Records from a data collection

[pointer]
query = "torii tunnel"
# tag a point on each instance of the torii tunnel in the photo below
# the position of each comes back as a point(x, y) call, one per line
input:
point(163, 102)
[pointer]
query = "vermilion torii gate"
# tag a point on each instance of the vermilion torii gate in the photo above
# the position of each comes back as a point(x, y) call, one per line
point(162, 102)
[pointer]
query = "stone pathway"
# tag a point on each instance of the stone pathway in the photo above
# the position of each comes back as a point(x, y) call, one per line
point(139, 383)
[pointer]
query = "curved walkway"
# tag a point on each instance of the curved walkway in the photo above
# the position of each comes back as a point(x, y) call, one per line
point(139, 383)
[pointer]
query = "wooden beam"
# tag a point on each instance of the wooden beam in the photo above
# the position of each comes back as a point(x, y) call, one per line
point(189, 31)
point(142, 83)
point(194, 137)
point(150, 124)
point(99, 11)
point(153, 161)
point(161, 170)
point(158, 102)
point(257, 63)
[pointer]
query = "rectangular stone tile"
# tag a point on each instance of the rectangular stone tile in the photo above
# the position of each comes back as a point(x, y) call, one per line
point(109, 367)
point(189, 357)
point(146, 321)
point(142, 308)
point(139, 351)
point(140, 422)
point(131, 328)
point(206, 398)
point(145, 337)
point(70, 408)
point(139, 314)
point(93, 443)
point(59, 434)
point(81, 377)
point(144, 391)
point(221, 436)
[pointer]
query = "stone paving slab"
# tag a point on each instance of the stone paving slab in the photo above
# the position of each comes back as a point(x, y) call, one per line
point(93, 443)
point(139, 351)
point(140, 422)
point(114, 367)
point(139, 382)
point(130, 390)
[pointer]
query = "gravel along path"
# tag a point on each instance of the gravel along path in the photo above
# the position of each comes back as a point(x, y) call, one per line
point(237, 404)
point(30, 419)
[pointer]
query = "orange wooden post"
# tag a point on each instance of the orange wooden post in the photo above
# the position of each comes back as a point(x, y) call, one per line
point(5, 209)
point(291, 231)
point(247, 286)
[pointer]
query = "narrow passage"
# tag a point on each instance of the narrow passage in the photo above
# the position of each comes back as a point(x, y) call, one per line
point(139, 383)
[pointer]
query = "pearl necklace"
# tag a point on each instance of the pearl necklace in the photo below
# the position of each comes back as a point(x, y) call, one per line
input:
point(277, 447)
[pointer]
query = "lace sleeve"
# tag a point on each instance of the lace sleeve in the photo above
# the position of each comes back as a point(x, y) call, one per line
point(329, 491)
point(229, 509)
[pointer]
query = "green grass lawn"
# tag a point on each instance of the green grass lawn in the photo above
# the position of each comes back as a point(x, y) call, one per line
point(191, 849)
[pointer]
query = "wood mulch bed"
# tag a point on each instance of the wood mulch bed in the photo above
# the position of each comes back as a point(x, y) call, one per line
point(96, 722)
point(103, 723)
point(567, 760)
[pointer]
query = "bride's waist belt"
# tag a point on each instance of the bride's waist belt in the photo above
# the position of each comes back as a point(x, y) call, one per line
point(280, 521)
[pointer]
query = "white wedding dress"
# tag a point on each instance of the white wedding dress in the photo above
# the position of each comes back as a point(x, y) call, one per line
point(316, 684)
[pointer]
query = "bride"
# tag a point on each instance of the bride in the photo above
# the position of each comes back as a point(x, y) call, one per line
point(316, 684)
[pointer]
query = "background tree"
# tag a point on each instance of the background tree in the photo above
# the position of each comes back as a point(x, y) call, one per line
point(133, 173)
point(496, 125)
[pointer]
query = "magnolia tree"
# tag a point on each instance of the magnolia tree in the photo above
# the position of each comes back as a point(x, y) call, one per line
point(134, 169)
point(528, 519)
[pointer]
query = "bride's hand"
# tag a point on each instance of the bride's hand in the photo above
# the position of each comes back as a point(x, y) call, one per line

**What is being asked**
Please reproduce each line above exactly as written.

**The answer**
[pointer]
query = "torii tunnel"
# tag a point on each instance of the torii tunnel in the photo below
# the position of each comes back as a point(x, y) call, one per line
input:
point(163, 102)
[pointer]
query = "vermilion torii gate"
# tag a point on each instance of the vermilion torii gate in the photo above
# the position of each comes back as a point(x, y) call, one per line
point(162, 102)
[pointer]
query = "stone pathway"
# tag a point on each instance of the stone pathway in the photo above
# the position of each comes back as a point(x, y) call, one per line
point(139, 383)
[pointer]
query = "curved walkway"
# tag a point on each instance of the curved walkway in the photo above
# the position of each comes back as a point(x, y) call, one per line
point(139, 383)
[pointer]
query = "wooden beam"
# tag a point on each instance of the wooden beam in the photo above
# the position of each comes back as a point(x, y) call, one per line
point(189, 31)
point(142, 83)
point(194, 137)
point(150, 124)
point(99, 11)
point(153, 161)
point(161, 170)
point(158, 102)
point(257, 63)
[pointer]
query = "rectangular stone tile"
# tag a point on each instance of the rectangular stone tile in the photo above
# the position of each comes back as a point(x, y) call, one per line
point(109, 367)
point(189, 357)
point(146, 321)
point(142, 308)
point(139, 351)
point(140, 422)
point(131, 328)
point(206, 398)
point(145, 337)
point(70, 408)
point(139, 314)
point(93, 443)
point(59, 434)
point(81, 377)
point(144, 391)
point(221, 436)
[pointer]
query = "stone paving slab"
# tag a point on each instance of the stone paving slab in the photo above
# the position of each comes back as a point(x, y) call, one per line
point(93, 443)
point(139, 351)
point(140, 422)
point(114, 367)
point(139, 382)
point(130, 390)
[pointer]
query = "gravel along path"
# tag a point on each instance of the gravel along path in the photo above
# the position of each comes back as a point(x, y) call, one per line
point(237, 404)
point(30, 419)
[pointer]
query = "orange wooden post"
# tag a point on each instance of the orange wooden post in the photo above
# the position of each comes back as a point(x, y) call, one per line
point(5, 209)
point(291, 231)
point(247, 286)
[pointer]
query = "narrow passage"
# tag a point on each instance of the narrow passage in the photo above
# the position of each comes back as a point(x, y) call, one per line
point(139, 383)
[pointer]
query = "pearl necklace"
# tag a point on each instance of the pearl necklace in the photo below
# the position of each comes back as a point(x, y) call, one per line
input:
point(277, 447)
[pointer]
query = "lace sleeve"
# tag a point on each instance of the lace sleeve in the photo above
# the position of each comes back as a point(x, y) call, one per line
point(329, 491)
point(229, 509)
[pointer]
query = "green grass lawn"
# tag a point on each instance of the green grass lawn in the photo above
# the position of each comes back as a point(x, y) call, one per line
point(191, 849)
[pointer]
query = "wood mulch bed"
# tag a point on each instance of the wood mulch bed in the photo above
# the position of each comes back as a point(x, y) call, one per line
point(96, 722)
point(103, 723)
point(567, 760)
[pointer]
query = "bride's waist belt"
# tag a point on each instance of the bride's waist belt in the photo above
# the position of each comes back as a point(x, y) call, one per line
point(280, 521)
[pointer]
query = "white wedding dress"
# tag a point on each instance of the white wedding dress in the photo above
# the position of each comes back as a point(x, y) call, one per line
point(316, 684)
[pointer]
query = "bride"
# tag a point on each instance of the bride in the photo above
# the position of each comes back as a point(x, y) call, one per line
point(316, 684)
[pointer]
query = "background tree"
# tag a point on each instance of the background tree in the photo above
# the position of each comes back as a point(x, y) call, one per line
point(133, 173)
point(496, 125)
[pointer]
query = "magnolia tree"
# tag a point on each instance of the magnolia tree in the photo above
# the position of each comes back as a point(x, y) call, one per line
point(134, 169)
point(528, 519)
[pointer]
query = "bride's hand"
# tag a point on each instance of the bride's hand in the photo above
# the position of each comes back as a point(x, y) call, one per line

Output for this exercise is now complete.